> [GIVEN INSTRUCTION 1]
Answer these questions about the contract section on further assurances:
(a) From whom do Seller and Purchaser seek a tax clearance certificate?
(b) Whom does Seller appoint as its attorneys, effective on the Closing Date?
(c) What Damages must Purchaser indemnify Seller against?

> [PASSAGE PROVIDED]
►
Section 2.06 Further Assurances; Post-Closing Cooperation.
(a) If at any xxxx Xxxxxx receives any payment pursuant to the
Kestrel Agreement or any of the other Business Contracts, Seller shall
immediately forward such payment to Purchaser. At any time or from time to time
after the Closing, at Purchaser's request and without further consideration,
Seller shall execute and deliver to Purchaser such other instruments of sale,
transfer, conveyance, assignment and confirmation, provide such materials and
information and take such other actions as Purchaser may reasonably deem
necessary or desirable in order to more effectively transfer, convey and assign
to Purchaser, and to confirm Purchaser's right, title and interest in, to and
under all of the Purchased Assets, and, to the full extent permitted by Law, to
put Purchaser in actual possession and operating control of the Business and the
Purchased Assets and to assist Purchaser in exercising all rights with respect
thereto, and otherwise to cause Seller to fulfill its obligations under this
Agreement and the Ancillary Agreements. Following the Closing, Seller and
Purchaser shall cooperate in good faith with each other and with any Taxing
Authority in connection with, and for purposes of, the procurement of any tax
clearance certificate from such Taxing Authority which certificate absolves
either party from any duty to withhold an amount from the Purchase Price, or
otherwise to pay any Taxes, as a result of the purchase or transfer of the
Purchased Assets.
(b) Effective on the Closing Date, Seller shall constitute and
appoint Purchaser and its corporate parent the true and lawful attorneys of
Seller, with full power of substitution, in the name of Seller, Purchaser or its
corporate parent, but on behalf of and for the benefit of Purchaser and/or its
corporate parent: (i) to demand and receive from time to time any and all of the
Purchased Assets and to make endorsements and give receipts and releases for and
in respect of the same and any part thereof; (ii) to institute, prosecute,
compromise and settle any and all Actions or Proceedings that Purchaser and/or
its corporate parent may deem proper in order to collect, assert or enforce any
claim, right or title of any kind in or to the Purchased Assets; (iii) to defend
or compromise any or all Actions or Proceedings in respect of any of the
Purchased Assets; and (iv) to do all such acts and things in relation to the
matters set forth in the preceding clauses (i) through (iii) as Purchaser and/or
its corporate parent shall deem desirable. Seller hereby acknowledges that the
appointment hereby made and the powers hereby granted are coupled with an
interest and are not and shall not be revocable by it in any manner or for any
reason. Purchaser shall indemnify and hold harmless Seller from any and all
Damages caused by or arising out of any breach of Law by Purchaser in its
exercise of such power of attorney.
◄
[Excerpts of labeled region data]
►
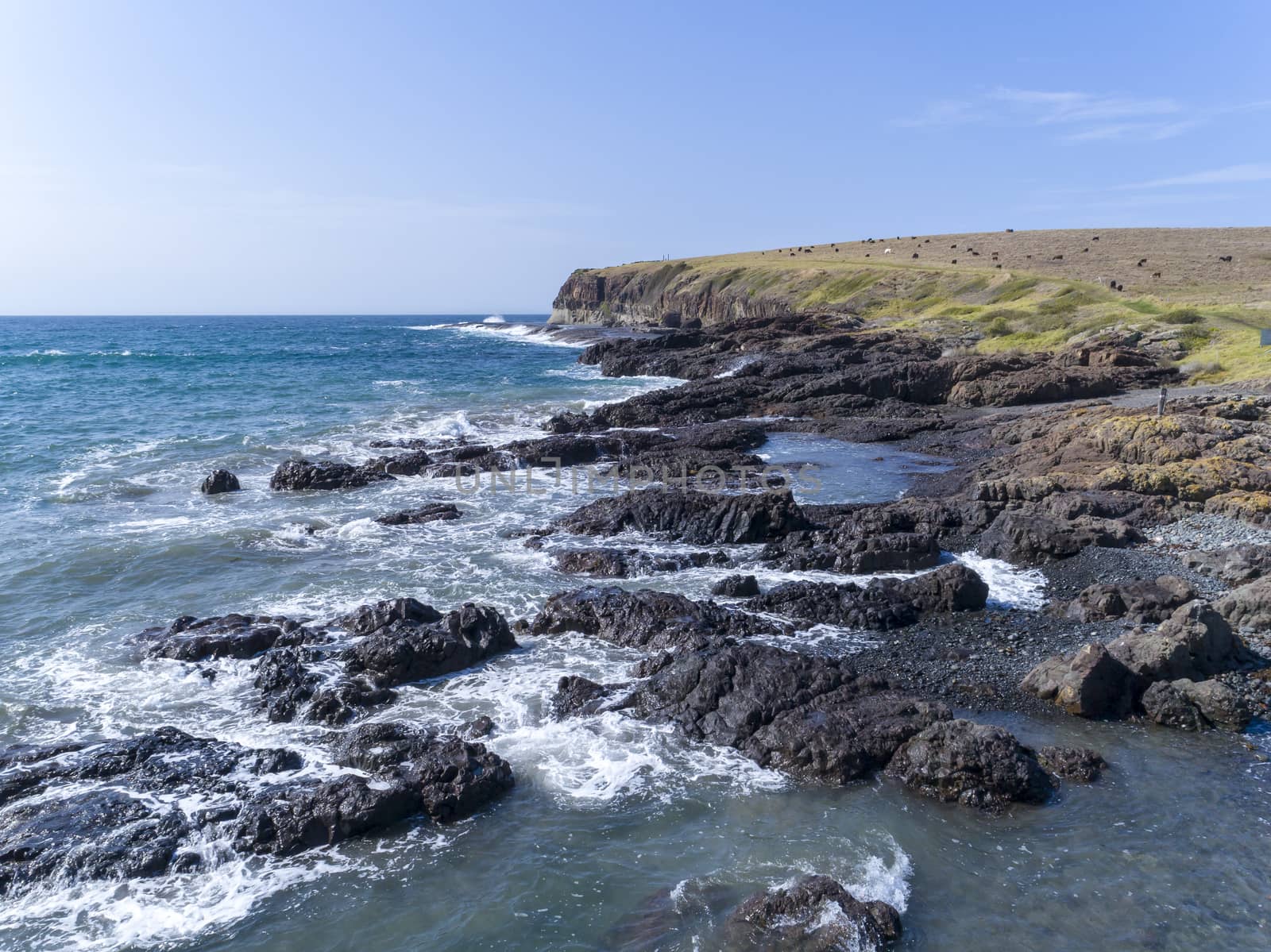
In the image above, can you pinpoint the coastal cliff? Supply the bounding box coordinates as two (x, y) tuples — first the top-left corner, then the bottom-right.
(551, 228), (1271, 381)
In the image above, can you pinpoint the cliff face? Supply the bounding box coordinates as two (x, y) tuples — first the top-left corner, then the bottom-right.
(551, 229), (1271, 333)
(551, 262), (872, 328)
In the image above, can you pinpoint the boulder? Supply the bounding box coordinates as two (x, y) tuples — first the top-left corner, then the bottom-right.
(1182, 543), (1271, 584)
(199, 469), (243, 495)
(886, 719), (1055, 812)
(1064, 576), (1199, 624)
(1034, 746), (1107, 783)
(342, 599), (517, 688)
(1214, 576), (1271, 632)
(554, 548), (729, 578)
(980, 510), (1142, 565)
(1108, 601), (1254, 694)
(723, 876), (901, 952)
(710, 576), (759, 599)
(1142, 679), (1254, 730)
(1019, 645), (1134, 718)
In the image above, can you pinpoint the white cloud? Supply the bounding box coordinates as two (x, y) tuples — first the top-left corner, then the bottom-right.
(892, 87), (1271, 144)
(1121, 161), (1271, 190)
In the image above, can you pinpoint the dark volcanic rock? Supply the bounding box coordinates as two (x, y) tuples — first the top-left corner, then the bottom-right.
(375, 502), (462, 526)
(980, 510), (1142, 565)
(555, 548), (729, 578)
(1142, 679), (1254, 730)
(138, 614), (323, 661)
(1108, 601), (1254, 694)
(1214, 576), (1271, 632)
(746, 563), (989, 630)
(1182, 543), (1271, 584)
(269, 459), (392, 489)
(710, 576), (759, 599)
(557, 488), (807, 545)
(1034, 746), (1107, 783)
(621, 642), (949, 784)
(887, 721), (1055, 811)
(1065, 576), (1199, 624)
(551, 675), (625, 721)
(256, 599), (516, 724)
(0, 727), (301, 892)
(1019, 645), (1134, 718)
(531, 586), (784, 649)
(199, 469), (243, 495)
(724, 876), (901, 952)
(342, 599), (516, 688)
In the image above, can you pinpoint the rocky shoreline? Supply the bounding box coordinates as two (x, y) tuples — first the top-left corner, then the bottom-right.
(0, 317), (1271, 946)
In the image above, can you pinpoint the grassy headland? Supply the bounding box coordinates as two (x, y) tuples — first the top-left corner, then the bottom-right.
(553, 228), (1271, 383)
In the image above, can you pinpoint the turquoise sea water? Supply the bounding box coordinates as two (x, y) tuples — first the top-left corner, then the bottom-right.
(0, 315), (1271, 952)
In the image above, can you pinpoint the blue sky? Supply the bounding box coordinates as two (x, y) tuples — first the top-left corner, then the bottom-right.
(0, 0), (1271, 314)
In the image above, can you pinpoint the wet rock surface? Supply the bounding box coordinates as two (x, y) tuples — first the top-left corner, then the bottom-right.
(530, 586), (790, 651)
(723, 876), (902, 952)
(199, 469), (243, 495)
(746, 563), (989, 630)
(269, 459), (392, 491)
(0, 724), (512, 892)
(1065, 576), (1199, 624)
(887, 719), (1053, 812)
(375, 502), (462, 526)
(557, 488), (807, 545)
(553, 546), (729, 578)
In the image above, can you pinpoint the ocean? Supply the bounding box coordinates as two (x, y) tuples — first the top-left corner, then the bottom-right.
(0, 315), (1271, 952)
◄
►
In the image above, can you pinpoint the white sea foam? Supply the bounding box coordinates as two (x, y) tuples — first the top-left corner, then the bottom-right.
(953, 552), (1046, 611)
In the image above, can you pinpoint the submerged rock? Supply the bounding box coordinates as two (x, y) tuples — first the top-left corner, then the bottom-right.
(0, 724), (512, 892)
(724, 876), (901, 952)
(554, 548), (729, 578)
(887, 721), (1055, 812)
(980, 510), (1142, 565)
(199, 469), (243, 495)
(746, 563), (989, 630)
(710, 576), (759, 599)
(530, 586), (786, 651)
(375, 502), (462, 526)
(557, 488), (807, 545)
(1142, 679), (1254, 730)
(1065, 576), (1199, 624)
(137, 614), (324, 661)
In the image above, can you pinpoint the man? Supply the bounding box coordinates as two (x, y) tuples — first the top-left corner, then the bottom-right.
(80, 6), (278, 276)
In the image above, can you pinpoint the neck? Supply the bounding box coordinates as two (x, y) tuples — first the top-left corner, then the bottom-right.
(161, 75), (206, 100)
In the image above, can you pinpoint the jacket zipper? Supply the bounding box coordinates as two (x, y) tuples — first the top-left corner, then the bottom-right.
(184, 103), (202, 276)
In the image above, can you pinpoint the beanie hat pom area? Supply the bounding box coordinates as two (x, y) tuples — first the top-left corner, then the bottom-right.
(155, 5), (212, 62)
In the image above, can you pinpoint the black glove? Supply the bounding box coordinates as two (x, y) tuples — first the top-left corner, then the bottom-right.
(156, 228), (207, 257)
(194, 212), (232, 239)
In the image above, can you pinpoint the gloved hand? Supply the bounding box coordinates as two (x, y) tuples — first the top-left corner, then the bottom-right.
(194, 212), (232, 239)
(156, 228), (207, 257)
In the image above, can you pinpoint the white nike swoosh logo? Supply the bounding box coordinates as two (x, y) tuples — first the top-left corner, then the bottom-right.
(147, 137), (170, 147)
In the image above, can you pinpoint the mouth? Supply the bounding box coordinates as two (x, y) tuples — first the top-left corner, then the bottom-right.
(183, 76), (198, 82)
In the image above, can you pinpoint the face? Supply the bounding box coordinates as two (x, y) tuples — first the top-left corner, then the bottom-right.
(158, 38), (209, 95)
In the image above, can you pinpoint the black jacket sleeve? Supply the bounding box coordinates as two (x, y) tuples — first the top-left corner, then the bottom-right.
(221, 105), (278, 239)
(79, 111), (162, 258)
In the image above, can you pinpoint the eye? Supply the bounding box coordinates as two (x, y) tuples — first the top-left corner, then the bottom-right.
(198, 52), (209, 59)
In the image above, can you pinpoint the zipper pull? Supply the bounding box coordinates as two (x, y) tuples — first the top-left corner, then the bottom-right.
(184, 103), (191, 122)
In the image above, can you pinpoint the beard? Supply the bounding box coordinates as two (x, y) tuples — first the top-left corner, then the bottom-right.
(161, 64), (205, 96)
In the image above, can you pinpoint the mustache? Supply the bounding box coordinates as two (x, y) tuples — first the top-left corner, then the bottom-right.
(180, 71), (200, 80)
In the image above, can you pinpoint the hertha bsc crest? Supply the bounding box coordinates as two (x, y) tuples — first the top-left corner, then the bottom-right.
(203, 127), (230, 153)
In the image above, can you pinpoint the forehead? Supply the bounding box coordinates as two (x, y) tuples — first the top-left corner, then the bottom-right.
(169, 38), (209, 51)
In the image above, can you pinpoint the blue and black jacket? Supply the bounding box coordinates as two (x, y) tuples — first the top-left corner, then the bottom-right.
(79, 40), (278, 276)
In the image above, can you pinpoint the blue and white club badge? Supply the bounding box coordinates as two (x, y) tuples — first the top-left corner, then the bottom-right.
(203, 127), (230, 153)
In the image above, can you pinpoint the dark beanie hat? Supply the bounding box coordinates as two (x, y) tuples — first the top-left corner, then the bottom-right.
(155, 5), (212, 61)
◄
►
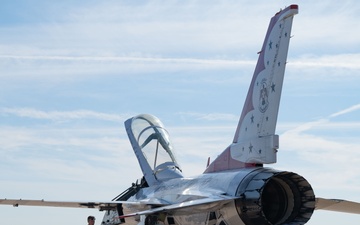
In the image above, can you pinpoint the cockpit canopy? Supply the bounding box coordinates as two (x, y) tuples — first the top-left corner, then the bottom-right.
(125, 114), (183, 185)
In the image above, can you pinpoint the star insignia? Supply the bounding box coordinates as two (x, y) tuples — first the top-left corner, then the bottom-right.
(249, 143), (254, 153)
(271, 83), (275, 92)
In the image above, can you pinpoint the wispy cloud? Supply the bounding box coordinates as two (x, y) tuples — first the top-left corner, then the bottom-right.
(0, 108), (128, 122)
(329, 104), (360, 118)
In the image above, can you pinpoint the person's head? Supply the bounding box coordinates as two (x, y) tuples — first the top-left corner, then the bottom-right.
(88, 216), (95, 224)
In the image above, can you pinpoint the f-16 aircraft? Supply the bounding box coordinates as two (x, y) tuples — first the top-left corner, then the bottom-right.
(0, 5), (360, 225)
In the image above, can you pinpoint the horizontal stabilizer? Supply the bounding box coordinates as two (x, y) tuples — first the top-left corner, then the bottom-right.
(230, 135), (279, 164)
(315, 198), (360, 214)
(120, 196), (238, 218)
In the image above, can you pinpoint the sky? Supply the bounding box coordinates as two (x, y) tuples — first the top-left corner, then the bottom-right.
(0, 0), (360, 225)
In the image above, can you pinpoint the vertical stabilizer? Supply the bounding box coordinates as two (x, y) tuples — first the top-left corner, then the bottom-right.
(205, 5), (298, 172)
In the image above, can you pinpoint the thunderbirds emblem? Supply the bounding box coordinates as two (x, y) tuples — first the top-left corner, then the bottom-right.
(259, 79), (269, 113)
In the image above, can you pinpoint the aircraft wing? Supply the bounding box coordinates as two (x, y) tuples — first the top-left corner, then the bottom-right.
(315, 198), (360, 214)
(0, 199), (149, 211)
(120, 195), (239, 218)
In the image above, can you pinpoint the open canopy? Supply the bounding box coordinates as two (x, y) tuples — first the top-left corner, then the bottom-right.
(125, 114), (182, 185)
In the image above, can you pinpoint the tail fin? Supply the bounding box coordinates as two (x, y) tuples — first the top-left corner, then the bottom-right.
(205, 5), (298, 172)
◄
> [GIVEN INSTRUCTION 2] Format the labeled region data rows starting at the one containing "In the image above, can you pinpoint the mouth?" and ending at the one containing "(183, 76), (198, 82)" as a Markdown table with the columns Number and Record line, numbering them in order and leaving out blank lines.

> [FINAL RESULT 1]
(a) A Taxing Authority.
(b) Purchaser and its corporate parent.
(c) Any and all Damages caused by or arising out of any breach of Law by Purchaser in its exercise of the power of attorney.

> [FINAL RESULT 2]
| Number | Record line |
|---|---|
| 1 | In the image above, can you pinpoint the mouth? Supply the bounding box coordinates as two (x, y) tuples — first the top-left corner, then the bottom-right. |
| 2 | (183, 76), (198, 82) |